» WORKING DATA

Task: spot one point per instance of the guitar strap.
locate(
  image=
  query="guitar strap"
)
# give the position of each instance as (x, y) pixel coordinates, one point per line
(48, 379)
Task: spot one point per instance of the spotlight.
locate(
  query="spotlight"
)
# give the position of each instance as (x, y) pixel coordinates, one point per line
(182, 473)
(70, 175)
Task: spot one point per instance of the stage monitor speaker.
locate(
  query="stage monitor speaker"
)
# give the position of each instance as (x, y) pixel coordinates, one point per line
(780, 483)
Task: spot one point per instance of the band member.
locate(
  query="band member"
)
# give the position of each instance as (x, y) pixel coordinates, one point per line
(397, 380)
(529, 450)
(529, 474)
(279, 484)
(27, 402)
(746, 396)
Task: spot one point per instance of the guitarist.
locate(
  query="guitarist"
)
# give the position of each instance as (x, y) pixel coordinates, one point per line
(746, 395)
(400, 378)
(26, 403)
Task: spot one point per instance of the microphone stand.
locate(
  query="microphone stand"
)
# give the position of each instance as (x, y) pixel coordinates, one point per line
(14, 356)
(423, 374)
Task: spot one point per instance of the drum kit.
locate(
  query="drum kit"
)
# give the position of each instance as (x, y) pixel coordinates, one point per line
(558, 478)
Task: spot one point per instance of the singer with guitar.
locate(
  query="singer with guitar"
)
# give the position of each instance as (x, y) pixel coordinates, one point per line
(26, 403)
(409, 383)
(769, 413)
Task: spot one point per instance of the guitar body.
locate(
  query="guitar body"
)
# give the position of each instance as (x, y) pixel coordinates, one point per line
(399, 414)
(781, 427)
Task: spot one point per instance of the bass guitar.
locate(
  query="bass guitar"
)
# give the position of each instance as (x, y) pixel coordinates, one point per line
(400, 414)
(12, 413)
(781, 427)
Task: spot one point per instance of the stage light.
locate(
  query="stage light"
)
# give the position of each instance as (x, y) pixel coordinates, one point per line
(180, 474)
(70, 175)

» WHAT YOU SHOULD DO
Each record must be repeated exactly as it appears above.

» RESPONSE AREA
Task: spot one point per instance of the guitar strap.
locate(
  image=
  query="guitar strap"
)
# give the position of each instance as (x, y) pixel coordinates, one point per line
(48, 379)
Task: spot one point per instance of the spotlight.
locate(
  query="spotlight"
)
# give the position of each instance as (x, y) pixel coordinates, one point per line
(182, 473)
(70, 175)
Task: spot one point per instance of the stage monitor speaker.
locate(
  query="stage monitor speaker"
)
# give the position of each instance as (x, y) pixel coordinates, one point per line
(780, 483)
Task: spot one point per instance of the band member.
locate(
  query="band member"
)
# give the position of each instance as (x, y) pixel coordinates, one point per line
(397, 380)
(529, 450)
(529, 474)
(279, 484)
(27, 402)
(746, 396)
Task: spot one point per instance of the guitarist.
locate(
  query="guitarist"
)
# give the position of each instance as (x, y) pixel coordinates, one point per line
(746, 395)
(400, 378)
(26, 403)
Task: spot one point per instance of the microphone stand.
locate(
  query="microphone stand"
)
# give the position of each instance as (x, y) pixel coordinates, one point per line
(14, 356)
(423, 374)
Task: spot one point per instance of the drum kit.
locate(
  query="drum kit"
)
# give the position of each instance as (x, y) pixel coordinates, one point per line
(558, 478)
Task: spot one point per instance of the singer with guitar.
locate(
  query="singer with guitar"
)
# give the position of each instance as (x, y) pixel coordinates, one point per line
(26, 403)
(409, 383)
(769, 413)
Task: spot one point per instance of the guitar body.
locate(
  query="guitar body"
)
# give the position of each instance as (x, y) pixel coordinates, one point per line
(399, 414)
(781, 427)
Task: spot one point per instance of the bass guitar.
locate(
  query="bass guitar"
)
# give the position of each instance as (x, y) pixel coordinates, one point per line
(400, 414)
(12, 413)
(781, 427)
Task: spot one point per instance of the stage light.
locate(
  query="stage light"
)
# give the position of each instance as (x, y) pixel coordinates, one point per line
(180, 474)
(70, 175)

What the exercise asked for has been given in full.